Stored data entries
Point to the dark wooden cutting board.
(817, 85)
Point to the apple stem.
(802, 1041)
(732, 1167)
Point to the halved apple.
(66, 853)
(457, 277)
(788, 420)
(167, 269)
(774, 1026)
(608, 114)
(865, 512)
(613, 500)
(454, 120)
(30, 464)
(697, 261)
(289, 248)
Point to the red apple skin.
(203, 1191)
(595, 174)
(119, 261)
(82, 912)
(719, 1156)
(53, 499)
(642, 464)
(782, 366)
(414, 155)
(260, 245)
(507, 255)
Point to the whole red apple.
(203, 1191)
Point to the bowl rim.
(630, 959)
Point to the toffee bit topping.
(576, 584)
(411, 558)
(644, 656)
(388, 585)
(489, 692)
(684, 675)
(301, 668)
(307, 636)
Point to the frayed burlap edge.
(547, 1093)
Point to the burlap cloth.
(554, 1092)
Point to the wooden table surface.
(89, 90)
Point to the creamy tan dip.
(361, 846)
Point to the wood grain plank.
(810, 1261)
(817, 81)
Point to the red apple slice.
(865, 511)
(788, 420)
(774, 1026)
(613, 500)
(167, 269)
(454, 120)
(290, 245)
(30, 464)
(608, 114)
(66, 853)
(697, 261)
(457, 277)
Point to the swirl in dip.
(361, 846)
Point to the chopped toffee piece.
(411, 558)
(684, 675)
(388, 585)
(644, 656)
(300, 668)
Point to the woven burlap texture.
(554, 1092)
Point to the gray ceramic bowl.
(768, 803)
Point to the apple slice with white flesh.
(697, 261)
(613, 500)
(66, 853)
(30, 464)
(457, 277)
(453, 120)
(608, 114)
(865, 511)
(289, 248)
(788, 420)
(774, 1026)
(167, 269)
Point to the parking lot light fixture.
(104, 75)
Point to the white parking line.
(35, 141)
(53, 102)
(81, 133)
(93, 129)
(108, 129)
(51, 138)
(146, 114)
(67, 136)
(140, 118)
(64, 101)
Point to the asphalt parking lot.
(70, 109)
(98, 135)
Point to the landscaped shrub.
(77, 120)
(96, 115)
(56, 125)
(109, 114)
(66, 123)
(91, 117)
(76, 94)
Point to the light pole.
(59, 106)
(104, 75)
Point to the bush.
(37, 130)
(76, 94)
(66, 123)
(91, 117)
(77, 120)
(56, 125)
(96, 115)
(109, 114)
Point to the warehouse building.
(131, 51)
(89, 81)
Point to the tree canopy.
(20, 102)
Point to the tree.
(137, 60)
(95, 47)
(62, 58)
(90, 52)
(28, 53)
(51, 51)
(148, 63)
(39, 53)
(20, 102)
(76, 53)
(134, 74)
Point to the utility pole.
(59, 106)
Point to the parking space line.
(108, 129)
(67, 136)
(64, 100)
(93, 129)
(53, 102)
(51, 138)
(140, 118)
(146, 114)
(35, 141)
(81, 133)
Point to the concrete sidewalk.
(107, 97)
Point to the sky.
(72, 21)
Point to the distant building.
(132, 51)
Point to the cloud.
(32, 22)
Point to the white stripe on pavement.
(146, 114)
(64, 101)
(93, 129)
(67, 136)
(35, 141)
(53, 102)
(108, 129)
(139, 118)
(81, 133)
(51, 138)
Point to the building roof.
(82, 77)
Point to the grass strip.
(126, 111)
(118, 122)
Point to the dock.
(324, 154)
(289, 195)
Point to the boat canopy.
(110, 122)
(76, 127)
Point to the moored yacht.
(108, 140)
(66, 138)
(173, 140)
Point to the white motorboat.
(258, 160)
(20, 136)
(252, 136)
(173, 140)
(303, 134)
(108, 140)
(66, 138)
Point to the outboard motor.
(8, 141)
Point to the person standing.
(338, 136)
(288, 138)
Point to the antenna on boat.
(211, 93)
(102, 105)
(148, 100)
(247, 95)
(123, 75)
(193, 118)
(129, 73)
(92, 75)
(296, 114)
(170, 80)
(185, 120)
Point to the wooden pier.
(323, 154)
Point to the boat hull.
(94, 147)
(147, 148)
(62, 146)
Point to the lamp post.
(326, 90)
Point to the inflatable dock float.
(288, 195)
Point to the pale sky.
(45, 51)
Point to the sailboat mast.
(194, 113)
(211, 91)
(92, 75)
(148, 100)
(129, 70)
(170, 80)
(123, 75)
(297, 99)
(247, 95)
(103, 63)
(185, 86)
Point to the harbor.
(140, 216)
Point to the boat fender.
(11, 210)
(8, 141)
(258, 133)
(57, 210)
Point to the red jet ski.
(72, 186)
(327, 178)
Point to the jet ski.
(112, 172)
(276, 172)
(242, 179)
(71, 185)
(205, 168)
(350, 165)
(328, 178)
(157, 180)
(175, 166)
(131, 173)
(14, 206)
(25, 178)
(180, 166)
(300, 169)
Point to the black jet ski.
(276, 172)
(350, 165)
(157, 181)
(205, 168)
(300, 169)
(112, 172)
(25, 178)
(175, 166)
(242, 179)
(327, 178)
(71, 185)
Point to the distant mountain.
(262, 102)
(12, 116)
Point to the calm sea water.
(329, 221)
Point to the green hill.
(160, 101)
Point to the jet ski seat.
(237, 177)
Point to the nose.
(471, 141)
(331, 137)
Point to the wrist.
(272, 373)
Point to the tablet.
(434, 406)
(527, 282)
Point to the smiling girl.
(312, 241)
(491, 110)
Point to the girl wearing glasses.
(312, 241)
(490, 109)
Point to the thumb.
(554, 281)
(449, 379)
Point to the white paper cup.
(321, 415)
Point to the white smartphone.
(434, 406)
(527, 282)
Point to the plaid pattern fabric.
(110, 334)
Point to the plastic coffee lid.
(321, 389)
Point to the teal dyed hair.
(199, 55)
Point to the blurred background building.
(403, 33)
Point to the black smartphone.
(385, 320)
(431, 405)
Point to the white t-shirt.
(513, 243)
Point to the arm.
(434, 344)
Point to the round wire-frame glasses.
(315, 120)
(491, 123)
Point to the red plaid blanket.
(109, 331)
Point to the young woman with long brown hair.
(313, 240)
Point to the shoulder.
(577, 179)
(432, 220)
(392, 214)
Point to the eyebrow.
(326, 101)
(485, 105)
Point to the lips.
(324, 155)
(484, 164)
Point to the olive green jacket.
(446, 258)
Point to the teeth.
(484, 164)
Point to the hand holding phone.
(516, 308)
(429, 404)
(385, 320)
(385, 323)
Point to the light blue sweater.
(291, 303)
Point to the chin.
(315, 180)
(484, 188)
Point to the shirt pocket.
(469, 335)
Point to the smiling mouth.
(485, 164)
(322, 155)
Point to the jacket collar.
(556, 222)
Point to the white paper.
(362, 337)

* What to work on: The answer should consist only of the lines from the one containing "Point to the white paper cup." through the last line of the data, given again exactly.

* Response to the exercise:
Point to the white paper cup.
(321, 415)
Point to the white smartphone.
(434, 406)
(527, 282)
Point to the plaid pattern fabric.
(110, 334)
Point to the plastic coffee lid.
(321, 389)
Point to the teal dyed hair.
(199, 55)
Point to the blurred background building.
(403, 33)
Point to the black smartphone.
(385, 320)
(431, 405)
Point to the white t-shirt.
(513, 243)
Point to the arm.
(434, 344)
Point to the round wire-frame glasses.
(315, 120)
(491, 123)
Point to the red plaid blanket.
(109, 331)
Point to the young woman with long brown hair.
(313, 240)
Point to the shoulder.
(577, 179)
(432, 220)
(392, 214)
Point to the eyebrow.
(326, 101)
(485, 105)
Point to the lips.
(324, 155)
(484, 164)
Point to the olive green jacket.
(446, 258)
Point to the teeth.
(484, 164)
Point to the hand holding phone.
(516, 308)
(429, 404)
(385, 320)
(385, 323)
Point to the light blue sweater.
(291, 303)
Point to the chin.
(315, 180)
(484, 188)
Point to the shirt pocket.
(469, 335)
Point to the smiling mouth.
(485, 164)
(322, 155)
Point to the jacket collar.
(556, 222)
Point to the white paper.
(362, 337)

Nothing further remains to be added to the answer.